- **Image location labeling entries**:
#####

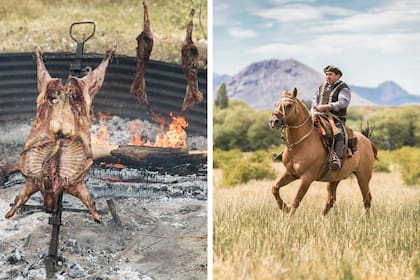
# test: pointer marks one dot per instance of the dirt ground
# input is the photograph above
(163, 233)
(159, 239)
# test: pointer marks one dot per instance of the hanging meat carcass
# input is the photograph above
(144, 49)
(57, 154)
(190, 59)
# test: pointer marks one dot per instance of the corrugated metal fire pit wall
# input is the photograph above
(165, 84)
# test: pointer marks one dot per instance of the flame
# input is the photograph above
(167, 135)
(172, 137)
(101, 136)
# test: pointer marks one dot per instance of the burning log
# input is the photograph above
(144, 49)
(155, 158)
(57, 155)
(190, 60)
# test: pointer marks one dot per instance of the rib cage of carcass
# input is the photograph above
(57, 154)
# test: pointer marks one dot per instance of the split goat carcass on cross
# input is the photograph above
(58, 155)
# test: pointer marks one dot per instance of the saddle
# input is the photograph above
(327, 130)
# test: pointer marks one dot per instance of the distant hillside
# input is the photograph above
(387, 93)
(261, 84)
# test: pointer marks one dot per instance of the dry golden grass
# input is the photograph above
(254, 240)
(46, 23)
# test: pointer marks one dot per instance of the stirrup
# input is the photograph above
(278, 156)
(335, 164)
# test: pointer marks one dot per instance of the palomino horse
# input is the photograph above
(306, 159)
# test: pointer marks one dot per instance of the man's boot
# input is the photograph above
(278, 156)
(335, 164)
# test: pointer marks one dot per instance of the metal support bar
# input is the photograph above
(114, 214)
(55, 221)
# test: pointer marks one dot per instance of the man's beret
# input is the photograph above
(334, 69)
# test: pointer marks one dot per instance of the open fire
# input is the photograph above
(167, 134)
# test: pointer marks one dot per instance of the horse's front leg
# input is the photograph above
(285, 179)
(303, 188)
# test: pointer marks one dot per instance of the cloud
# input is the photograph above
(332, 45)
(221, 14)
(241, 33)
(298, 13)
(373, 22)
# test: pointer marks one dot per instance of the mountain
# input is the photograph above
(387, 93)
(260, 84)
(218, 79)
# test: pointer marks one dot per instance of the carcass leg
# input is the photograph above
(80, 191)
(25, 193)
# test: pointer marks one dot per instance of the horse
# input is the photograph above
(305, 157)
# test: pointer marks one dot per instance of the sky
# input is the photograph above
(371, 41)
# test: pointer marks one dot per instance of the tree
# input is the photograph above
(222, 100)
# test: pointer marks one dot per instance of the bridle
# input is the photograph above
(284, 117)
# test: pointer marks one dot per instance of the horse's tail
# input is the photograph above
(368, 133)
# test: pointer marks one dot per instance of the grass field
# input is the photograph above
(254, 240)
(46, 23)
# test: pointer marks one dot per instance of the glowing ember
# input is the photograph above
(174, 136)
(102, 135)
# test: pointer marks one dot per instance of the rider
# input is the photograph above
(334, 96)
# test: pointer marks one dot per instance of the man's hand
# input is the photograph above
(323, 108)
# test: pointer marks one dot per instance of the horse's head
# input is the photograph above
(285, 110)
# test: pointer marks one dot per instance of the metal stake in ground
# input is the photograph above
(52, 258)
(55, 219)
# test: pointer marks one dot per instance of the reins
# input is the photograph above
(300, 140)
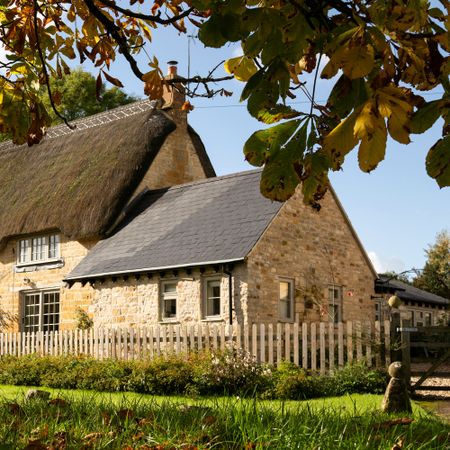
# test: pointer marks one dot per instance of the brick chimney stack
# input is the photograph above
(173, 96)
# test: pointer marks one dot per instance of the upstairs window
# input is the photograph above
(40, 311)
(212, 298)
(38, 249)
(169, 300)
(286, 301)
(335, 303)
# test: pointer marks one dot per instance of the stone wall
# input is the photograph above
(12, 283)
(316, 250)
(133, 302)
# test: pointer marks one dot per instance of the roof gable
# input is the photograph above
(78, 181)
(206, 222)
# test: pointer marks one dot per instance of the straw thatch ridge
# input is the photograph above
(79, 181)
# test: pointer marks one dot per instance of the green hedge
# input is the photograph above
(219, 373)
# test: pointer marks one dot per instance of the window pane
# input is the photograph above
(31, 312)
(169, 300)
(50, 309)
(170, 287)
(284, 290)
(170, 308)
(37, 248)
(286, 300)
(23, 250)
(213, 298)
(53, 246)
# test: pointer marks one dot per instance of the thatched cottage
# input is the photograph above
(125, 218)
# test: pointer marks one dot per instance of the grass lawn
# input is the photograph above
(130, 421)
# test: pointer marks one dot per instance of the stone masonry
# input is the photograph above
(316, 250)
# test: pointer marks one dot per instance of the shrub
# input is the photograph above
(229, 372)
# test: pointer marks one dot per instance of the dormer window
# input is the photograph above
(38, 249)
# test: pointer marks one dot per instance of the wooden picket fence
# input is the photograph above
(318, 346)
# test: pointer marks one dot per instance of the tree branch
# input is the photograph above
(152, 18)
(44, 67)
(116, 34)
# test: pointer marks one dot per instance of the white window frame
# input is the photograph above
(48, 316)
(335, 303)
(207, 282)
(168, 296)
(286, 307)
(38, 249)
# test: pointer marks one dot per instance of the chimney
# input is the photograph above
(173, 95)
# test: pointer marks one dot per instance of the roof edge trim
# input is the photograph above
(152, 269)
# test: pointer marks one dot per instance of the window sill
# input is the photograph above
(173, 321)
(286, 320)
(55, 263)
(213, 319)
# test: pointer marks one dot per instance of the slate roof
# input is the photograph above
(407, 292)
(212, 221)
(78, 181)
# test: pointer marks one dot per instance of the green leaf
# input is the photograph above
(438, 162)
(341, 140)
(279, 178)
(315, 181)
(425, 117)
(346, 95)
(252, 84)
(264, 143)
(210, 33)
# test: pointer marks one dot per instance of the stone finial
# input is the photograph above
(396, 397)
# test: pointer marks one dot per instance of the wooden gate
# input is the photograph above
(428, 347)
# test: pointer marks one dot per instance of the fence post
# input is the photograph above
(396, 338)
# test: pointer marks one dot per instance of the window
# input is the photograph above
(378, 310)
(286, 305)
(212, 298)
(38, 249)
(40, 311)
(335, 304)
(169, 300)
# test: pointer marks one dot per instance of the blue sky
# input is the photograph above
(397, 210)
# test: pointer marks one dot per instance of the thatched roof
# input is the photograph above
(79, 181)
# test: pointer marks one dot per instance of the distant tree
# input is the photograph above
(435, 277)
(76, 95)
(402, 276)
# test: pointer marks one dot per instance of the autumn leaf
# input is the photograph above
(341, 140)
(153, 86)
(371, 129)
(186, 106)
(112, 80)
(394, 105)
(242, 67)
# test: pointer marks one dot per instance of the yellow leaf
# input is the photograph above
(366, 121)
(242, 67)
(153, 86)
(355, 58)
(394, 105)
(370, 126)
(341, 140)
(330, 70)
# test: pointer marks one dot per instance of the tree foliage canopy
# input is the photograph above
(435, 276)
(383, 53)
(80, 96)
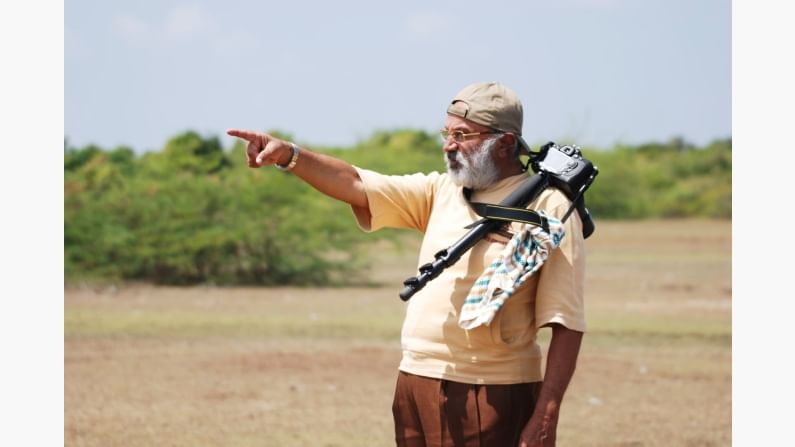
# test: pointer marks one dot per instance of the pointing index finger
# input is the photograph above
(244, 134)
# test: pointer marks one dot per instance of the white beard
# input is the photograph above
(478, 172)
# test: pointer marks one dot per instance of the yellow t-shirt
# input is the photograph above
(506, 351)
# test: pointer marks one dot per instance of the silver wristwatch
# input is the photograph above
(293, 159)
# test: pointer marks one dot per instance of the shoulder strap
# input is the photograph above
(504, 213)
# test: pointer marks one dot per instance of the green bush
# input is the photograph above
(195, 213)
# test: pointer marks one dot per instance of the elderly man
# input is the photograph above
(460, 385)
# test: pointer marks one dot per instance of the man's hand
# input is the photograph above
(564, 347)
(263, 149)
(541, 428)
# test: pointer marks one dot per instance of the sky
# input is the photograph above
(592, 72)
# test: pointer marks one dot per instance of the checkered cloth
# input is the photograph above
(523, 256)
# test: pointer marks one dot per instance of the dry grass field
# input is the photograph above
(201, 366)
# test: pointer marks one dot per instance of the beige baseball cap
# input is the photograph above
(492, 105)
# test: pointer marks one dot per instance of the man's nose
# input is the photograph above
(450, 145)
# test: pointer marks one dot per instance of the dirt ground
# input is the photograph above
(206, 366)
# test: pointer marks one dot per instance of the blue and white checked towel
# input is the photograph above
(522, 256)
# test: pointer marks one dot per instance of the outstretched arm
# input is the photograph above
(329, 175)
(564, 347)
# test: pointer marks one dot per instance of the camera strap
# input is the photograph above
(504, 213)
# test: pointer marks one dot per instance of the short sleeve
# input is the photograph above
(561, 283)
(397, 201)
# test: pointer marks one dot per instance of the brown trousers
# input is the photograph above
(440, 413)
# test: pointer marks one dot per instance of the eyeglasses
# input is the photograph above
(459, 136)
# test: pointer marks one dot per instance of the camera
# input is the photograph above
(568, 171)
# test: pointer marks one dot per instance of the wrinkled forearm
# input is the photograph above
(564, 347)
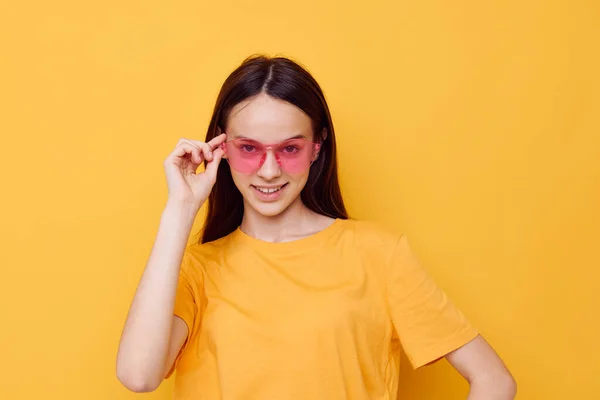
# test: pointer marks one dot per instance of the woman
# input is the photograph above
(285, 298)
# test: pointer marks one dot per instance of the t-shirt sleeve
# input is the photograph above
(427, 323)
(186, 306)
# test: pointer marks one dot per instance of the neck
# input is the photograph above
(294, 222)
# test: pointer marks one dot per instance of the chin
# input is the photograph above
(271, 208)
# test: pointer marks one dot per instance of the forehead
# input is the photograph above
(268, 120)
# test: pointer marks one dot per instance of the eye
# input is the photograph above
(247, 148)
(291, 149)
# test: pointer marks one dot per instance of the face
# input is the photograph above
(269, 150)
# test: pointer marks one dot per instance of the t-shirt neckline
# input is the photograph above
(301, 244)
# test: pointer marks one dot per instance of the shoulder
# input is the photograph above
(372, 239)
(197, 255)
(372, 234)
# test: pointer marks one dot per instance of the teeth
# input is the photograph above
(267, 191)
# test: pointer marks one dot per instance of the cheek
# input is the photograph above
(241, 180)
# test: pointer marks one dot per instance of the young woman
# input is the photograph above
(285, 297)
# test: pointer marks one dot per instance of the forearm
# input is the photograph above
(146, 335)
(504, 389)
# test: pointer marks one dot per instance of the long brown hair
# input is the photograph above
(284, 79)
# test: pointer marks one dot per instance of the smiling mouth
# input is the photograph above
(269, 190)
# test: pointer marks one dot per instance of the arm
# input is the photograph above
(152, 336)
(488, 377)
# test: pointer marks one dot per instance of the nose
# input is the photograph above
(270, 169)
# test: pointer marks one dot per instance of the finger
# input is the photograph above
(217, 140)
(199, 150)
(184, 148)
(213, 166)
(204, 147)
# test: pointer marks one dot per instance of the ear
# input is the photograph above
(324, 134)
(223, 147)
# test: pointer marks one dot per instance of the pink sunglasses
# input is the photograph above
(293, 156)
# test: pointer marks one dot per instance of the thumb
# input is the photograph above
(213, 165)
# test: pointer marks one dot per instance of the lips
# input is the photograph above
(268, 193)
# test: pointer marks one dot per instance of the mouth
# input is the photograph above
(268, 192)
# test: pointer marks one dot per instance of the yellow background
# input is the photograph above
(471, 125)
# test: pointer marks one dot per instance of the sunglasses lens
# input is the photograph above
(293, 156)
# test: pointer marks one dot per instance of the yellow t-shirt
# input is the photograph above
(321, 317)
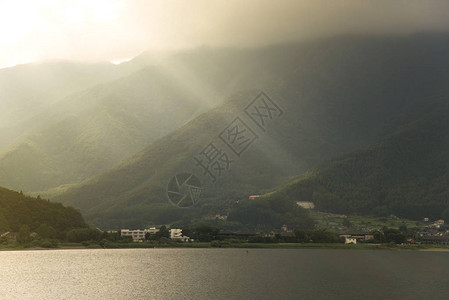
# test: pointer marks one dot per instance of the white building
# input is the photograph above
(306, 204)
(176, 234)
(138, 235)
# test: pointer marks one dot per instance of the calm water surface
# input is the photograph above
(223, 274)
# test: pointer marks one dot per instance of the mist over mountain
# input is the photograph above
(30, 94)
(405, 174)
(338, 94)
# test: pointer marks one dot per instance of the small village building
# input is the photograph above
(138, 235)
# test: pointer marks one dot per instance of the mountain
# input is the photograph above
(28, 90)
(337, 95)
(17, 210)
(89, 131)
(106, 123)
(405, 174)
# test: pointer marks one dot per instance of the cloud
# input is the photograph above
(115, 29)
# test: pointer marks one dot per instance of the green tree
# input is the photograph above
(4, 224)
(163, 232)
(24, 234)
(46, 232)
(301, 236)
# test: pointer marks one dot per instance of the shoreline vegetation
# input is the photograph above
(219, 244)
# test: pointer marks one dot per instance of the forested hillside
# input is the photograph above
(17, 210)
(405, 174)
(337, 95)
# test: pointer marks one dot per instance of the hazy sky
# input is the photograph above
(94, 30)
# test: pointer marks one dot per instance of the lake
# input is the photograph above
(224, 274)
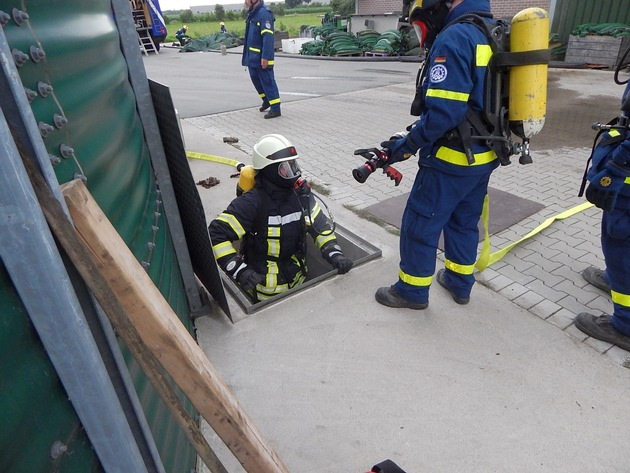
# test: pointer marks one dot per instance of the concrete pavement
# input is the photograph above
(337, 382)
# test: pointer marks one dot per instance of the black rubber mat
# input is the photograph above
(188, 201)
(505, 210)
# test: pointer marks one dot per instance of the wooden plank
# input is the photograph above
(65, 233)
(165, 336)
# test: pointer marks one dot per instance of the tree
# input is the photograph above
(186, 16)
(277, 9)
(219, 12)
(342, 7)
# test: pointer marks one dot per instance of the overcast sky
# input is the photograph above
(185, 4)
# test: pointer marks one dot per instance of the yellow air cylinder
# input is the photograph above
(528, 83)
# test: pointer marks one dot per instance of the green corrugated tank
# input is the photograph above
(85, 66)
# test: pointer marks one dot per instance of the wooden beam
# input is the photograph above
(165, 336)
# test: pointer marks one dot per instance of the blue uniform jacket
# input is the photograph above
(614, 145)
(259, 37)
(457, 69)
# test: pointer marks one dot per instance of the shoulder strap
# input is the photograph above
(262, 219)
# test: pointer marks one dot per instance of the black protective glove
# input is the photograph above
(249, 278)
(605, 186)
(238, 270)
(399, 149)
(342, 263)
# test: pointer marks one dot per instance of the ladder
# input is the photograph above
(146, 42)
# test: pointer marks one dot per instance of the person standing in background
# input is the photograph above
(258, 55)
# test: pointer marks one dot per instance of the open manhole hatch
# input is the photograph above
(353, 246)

#####

- **What to produce**:
The required output is the exact sequence of lines from the one containing "# test: pointer marks one dot per instance of the overcast" through the end of the listing, both endpoints included.

- **Response**:
# test: pointer marks one dot per instance of the overcast sky
# input is the photograph above
(185, 4)
# test: pointer marks one dot per instance of the yellow air cylinder
# input is the photograph above
(528, 83)
# test: pointer marks one dot per instance of the green corrugated tank
# input is the photograph above
(85, 66)
# test: pointer marks one dot per instance of the wooden beam
# input is the photograph above
(165, 336)
# test: pointer marks one dot per instance of the blue uniform jacket
# input is the photograph above
(614, 145)
(259, 37)
(457, 69)
# test: pointer marks one dot per instance of the shoulder strap
# input is the photograph above
(262, 219)
# test: pointer marks one dot per instance of the black protective glove
# input is the photograph above
(249, 278)
(605, 186)
(238, 270)
(399, 149)
(342, 263)
# test: pointer marks one dot per instance of the ladder
# input is the photograph above
(146, 42)
# test: pointer marks one dot per instance of the person standing in background
# input is the photograph above
(258, 55)
# test: pointer marks one dot per instance of the open manhole hatch
# input is the photograph above
(353, 246)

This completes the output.